**Task statement:**
Gather every line of the items below that contains the word "surface".

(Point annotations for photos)
------------

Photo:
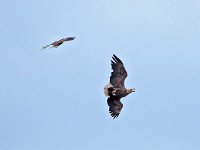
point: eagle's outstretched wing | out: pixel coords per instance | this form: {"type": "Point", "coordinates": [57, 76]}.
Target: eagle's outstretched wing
{"type": "Point", "coordinates": [69, 38]}
{"type": "Point", "coordinates": [119, 73]}
{"type": "Point", "coordinates": [115, 106]}
{"type": "Point", "coordinates": [59, 42]}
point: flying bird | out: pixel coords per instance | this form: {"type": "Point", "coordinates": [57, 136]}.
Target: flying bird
{"type": "Point", "coordinates": [115, 90]}
{"type": "Point", "coordinates": [59, 42]}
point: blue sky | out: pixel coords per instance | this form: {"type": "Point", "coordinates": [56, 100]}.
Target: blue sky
{"type": "Point", "coordinates": [54, 99]}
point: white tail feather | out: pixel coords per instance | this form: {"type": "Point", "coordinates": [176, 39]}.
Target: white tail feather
{"type": "Point", "coordinates": [106, 89]}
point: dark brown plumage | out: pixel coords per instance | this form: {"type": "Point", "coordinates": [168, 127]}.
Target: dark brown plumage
{"type": "Point", "coordinates": [116, 90]}
{"type": "Point", "coordinates": [59, 42]}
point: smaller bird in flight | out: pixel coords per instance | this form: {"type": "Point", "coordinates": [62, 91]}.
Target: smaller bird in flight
{"type": "Point", "coordinates": [59, 42]}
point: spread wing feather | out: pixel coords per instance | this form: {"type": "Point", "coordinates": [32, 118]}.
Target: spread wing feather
{"type": "Point", "coordinates": [115, 106]}
{"type": "Point", "coordinates": [119, 73]}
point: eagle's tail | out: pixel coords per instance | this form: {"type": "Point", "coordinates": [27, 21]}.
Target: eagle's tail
{"type": "Point", "coordinates": [106, 92]}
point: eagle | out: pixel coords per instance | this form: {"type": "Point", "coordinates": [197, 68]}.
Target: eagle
{"type": "Point", "coordinates": [59, 42]}
{"type": "Point", "coordinates": [115, 90]}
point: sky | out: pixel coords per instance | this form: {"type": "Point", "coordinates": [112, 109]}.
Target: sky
{"type": "Point", "coordinates": [53, 99]}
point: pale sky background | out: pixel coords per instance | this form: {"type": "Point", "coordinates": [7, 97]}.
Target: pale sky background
{"type": "Point", "coordinates": [54, 100]}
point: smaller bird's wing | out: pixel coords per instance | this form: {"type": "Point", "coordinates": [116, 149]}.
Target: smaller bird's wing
{"type": "Point", "coordinates": [46, 46]}
{"type": "Point", "coordinates": [115, 106]}
{"type": "Point", "coordinates": [119, 73]}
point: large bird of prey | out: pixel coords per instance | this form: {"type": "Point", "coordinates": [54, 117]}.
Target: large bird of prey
{"type": "Point", "coordinates": [59, 42]}
{"type": "Point", "coordinates": [116, 90]}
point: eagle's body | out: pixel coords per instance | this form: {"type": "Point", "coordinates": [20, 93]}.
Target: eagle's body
{"type": "Point", "coordinates": [116, 90]}
{"type": "Point", "coordinates": [59, 42]}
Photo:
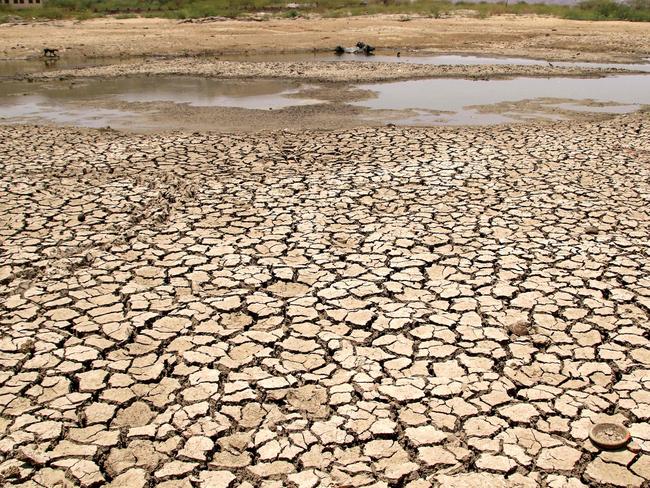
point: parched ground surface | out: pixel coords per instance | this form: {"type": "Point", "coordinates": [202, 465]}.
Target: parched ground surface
{"type": "Point", "coordinates": [512, 35]}
{"type": "Point", "coordinates": [319, 71]}
{"type": "Point", "coordinates": [383, 307]}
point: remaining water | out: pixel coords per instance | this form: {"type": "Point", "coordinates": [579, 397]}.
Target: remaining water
{"type": "Point", "coordinates": [458, 97]}
{"type": "Point", "coordinates": [98, 103]}
{"type": "Point", "coordinates": [13, 68]}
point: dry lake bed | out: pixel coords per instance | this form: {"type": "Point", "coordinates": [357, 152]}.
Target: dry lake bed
{"type": "Point", "coordinates": [203, 302]}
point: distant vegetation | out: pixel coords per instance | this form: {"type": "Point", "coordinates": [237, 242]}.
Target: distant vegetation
{"type": "Point", "coordinates": [632, 10]}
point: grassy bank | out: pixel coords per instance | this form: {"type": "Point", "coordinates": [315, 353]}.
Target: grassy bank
{"type": "Point", "coordinates": [634, 10]}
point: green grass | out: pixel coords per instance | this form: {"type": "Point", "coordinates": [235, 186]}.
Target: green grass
{"type": "Point", "coordinates": [633, 10]}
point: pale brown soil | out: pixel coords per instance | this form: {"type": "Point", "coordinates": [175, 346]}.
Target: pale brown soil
{"type": "Point", "coordinates": [320, 71]}
{"type": "Point", "coordinates": [507, 35]}
{"type": "Point", "coordinates": [383, 307]}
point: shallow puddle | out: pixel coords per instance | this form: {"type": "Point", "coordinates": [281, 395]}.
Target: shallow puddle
{"type": "Point", "coordinates": [162, 102]}
{"type": "Point", "coordinates": [468, 102]}
{"type": "Point", "coordinates": [11, 68]}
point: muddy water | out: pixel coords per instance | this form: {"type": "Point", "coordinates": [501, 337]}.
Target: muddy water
{"type": "Point", "coordinates": [10, 68]}
{"type": "Point", "coordinates": [154, 102]}
{"type": "Point", "coordinates": [468, 102]}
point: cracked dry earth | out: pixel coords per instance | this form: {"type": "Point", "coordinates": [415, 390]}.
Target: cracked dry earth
{"type": "Point", "coordinates": [380, 307]}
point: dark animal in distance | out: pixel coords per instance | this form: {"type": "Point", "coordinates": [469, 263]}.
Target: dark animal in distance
{"type": "Point", "coordinates": [360, 48]}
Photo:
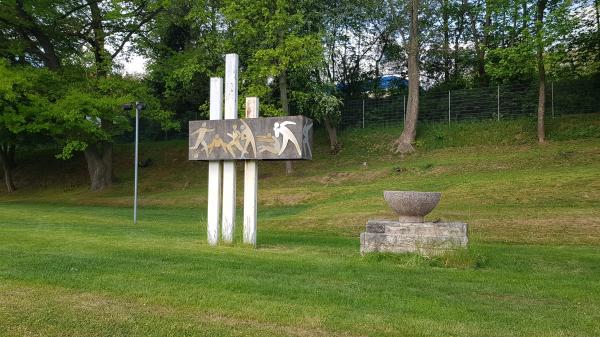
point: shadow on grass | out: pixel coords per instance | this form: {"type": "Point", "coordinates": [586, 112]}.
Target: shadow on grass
{"type": "Point", "coordinates": [457, 259]}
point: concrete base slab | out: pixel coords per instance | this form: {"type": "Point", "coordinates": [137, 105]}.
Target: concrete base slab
{"type": "Point", "coordinates": [427, 238]}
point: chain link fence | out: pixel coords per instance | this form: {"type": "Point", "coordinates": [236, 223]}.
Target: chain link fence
{"type": "Point", "coordinates": [496, 102]}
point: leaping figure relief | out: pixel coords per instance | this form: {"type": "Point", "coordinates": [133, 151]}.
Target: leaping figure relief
{"type": "Point", "coordinates": [201, 132]}
{"type": "Point", "coordinates": [248, 138]}
{"type": "Point", "coordinates": [217, 142]}
{"type": "Point", "coordinates": [235, 136]}
{"type": "Point", "coordinates": [273, 145]}
{"type": "Point", "coordinates": [287, 136]}
{"type": "Point", "coordinates": [305, 143]}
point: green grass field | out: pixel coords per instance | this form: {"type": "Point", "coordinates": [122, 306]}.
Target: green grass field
{"type": "Point", "coordinates": [73, 264]}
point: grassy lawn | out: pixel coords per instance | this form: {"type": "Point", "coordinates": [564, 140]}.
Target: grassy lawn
{"type": "Point", "coordinates": [73, 264]}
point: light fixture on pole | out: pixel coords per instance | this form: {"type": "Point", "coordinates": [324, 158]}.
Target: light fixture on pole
{"type": "Point", "coordinates": [139, 106]}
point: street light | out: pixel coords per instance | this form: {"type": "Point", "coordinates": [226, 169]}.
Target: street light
{"type": "Point", "coordinates": [139, 106]}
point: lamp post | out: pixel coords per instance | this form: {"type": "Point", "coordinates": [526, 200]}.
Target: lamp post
{"type": "Point", "coordinates": [139, 106]}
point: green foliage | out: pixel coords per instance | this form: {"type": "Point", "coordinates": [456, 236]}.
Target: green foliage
{"type": "Point", "coordinates": [25, 96]}
{"type": "Point", "coordinates": [320, 105]}
{"type": "Point", "coordinates": [275, 37]}
{"type": "Point", "coordinates": [91, 112]}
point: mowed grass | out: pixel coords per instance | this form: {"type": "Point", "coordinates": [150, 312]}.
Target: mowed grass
{"type": "Point", "coordinates": [73, 264]}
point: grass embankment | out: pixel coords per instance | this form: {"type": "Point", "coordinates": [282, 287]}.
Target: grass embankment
{"type": "Point", "coordinates": [71, 262]}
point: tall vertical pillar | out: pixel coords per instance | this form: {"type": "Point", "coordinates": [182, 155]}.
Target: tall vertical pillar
{"type": "Point", "coordinates": [229, 179]}
{"type": "Point", "coordinates": [215, 166]}
{"type": "Point", "coordinates": [250, 183]}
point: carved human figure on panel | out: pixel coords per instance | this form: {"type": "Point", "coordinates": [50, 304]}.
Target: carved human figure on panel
{"type": "Point", "coordinates": [235, 136]}
{"type": "Point", "coordinates": [216, 143]}
{"type": "Point", "coordinates": [272, 144]}
{"type": "Point", "coordinates": [287, 134]}
{"type": "Point", "coordinates": [248, 138]}
{"type": "Point", "coordinates": [305, 140]}
{"type": "Point", "coordinates": [201, 132]}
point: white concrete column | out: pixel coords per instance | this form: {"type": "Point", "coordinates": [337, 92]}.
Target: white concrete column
{"type": "Point", "coordinates": [231, 112]}
{"type": "Point", "coordinates": [214, 167]}
{"type": "Point", "coordinates": [250, 183]}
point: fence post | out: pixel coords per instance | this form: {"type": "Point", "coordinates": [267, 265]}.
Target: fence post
{"type": "Point", "coordinates": [552, 98]}
{"type": "Point", "coordinates": [498, 104]}
{"type": "Point", "coordinates": [404, 108]}
{"type": "Point", "coordinates": [363, 113]}
{"type": "Point", "coordinates": [448, 106]}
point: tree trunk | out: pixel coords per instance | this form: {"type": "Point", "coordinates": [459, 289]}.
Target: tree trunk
{"type": "Point", "coordinates": [285, 106]}
{"type": "Point", "coordinates": [446, 44]}
{"type": "Point", "coordinates": [334, 145]}
{"type": "Point", "coordinates": [404, 143]}
{"type": "Point", "coordinates": [597, 6]}
{"type": "Point", "coordinates": [541, 7]}
{"type": "Point", "coordinates": [7, 159]}
{"type": "Point", "coordinates": [99, 162]}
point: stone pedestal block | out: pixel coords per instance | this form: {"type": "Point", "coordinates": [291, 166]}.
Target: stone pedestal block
{"type": "Point", "coordinates": [428, 238]}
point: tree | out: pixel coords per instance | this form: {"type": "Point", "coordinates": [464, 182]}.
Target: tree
{"type": "Point", "coordinates": [323, 107]}
{"type": "Point", "coordinates": [90, 115]}
{"type": "Point", "coordinates": [88, 34]}
{"type": "Point", "coordinates": [278, 42]}
{"type": "Point", "coordinates": [539, 21]}
{"type": "Point", "coordinates": [404, 143]}
{"type": "Point", "coordinates": [24, 97]}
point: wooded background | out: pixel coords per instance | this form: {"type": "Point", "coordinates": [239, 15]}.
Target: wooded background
{"type": "Point", "coordinates": [62, 78]}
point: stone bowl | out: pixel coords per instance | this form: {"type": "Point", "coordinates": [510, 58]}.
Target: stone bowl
{"type": "Point", "coordinates": [411, 206]}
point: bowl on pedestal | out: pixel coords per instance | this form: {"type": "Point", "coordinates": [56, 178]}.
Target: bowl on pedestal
{"type": "Point", "coordinates": [411, 206]}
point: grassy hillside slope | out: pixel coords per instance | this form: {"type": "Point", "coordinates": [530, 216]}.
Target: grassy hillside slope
{"type": "Point", "coordinates": [73, 264]}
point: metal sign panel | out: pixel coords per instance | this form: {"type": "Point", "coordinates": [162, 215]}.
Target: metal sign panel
{"type": "Point", "coordinates": [271, 138]}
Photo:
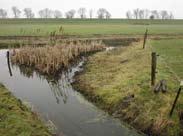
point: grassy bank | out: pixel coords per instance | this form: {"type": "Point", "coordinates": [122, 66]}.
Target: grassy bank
{"type": "Point", "coordinates": [119, 82]}
{"type": "Point", "coordinates": [17, 119]}
{"type": "Point", "coordinates": [88, 27]}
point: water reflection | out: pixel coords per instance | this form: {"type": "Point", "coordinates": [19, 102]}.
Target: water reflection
{"type": "Point", "coordinates": [59, 85]}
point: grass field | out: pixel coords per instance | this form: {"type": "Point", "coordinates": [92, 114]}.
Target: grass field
{"type": "Point", "coordinates": [171, 51]}
{"type": "Point", "coordinates": [110, 78]}
{"type": "Point", "coordinates": [87, 27]}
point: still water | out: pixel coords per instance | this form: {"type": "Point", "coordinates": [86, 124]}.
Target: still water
{"type": "Point", "coordinates": [58, 102]}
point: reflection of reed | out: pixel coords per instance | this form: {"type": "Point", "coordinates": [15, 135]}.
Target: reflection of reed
{"type": "Point", "coordinates": [59, 85]}
{"type": "Point", "coordinates": [59, 89]}
{"type": "Point", "coordinates": [26, 71]}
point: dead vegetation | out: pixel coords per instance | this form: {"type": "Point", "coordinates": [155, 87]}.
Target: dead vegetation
{"type": "Point", "coordinates": [51, 59]}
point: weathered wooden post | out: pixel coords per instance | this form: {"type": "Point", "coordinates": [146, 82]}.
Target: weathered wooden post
{"type": "Point", "coordinates": [153, 68]}
{"type": "Point", "coordinates": [8, 62]}
{"type": "Point", "coordinates": [176, 98]}
{"type": "Point", "coordinates": [145, 38]}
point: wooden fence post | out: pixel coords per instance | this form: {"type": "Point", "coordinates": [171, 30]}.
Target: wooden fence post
{"type": "Point", "coordinates": [8, 62]}
{"type": "Point", "coordinates": [145, 38]}
{"type": "Point", "coordinates": [153, 68]}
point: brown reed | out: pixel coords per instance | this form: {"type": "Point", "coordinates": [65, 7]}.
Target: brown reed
{"type": "Point", "coordinates": [52, 59]}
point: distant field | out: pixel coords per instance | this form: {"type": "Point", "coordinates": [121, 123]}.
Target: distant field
{"type": "Point", "coordinates": [171, 51]}
{"type": "Point", "coordinates": [88, 27]}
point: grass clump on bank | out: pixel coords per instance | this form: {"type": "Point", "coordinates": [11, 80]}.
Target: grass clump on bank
{"type": "Point", "coordinates": [17, 119]}
{"type": "Point", "coordinates": [119, 82]}
{"type": "Point", "coordinates": [52, 59]}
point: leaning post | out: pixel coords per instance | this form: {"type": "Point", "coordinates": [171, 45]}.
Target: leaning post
{"type": "Point", "coordinates": [8, 62]}
{"type": "Point", "coordinates": [153, 68]}
{"type": "Point", "coordinates": [145, 38]}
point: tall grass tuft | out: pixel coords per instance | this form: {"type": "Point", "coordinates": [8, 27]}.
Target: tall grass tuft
{"type": "Point", "coordinates": [52, 59]}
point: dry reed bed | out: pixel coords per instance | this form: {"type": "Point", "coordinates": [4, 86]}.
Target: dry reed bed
{"type": "Point", "coordinates": [52, 59]}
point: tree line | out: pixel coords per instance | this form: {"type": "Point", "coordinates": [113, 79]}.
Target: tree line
{"type": "Point", "coordinates": [149, 14]}
{"type": "Point", "coordinates": [102, 13]}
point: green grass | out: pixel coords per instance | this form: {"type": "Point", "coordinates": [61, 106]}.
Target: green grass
{"type": "Point", "coordinates": [87, 27]}
{"type": "Point", "coordinates": [17, 119]}
{"type": "Point", "coordinates": [171, 51]}
{"type": "Point", "coordinates": [109, 77]}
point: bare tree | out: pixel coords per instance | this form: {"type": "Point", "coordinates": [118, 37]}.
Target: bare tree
{"type": "Point", "coordinates": [70, 14]}
{"type": "Point", "coordinates": [136, 13]}
{"type": "Point", "coordinates": [107, 15]}
{"type": "Point", "coordinates": [101, 13]}
{"type": "Point", "coordinates": [147, 12]}
{"type": "Point", "coordinates": [129, 14]}
{"type": "Point", "coordinates": [155, 14]}
{"type": "Point", "coordinates": [82, 12]}
{"type": "Point", "coordinates": [28, 13]}
{"type": "Point", "coordinates": [57, 14]}
{"type": "Point", "coordinates": [91, 13]}
{"type": "Point", "coordinates": [3, 13]}
{"type": "Point", "coordinates": [171, 16]}
{"type": "Point", "coordinates": [164, 14]}
{"type": "Point", "coordinates": [16, 12]}
{"type": "Point", "coordinates": [45, 13]}
{"type": "Point", "coordinates": [142, 14]}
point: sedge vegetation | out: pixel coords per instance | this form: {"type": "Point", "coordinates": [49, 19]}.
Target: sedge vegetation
{"type": "Point", "coordinates": [119, 82]}
{"type": "Point", "coordinates": [52, 59]}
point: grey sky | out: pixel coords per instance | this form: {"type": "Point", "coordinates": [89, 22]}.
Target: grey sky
{"type": "Point", "coordinates": [116, 7]}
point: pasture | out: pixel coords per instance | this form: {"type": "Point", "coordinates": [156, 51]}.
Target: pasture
{"type": "Point", "coordinates": [88, 27]}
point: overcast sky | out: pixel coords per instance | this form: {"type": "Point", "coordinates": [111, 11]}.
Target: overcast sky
{"type": "Point", "coordinates": [117, 8]}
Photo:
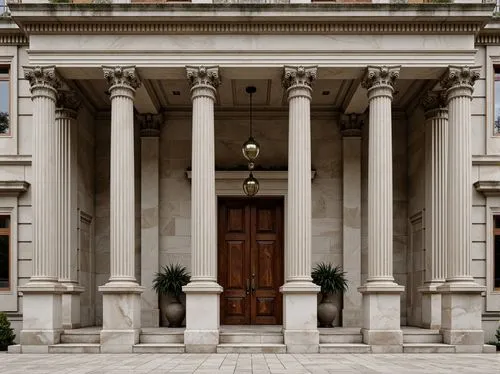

------------

**Exercise answer:**
point: parched ground surface | out: pixel coords per instance | this form: {"type": "Point", "coordinates": [202, 465]}.
Target: parched ground surface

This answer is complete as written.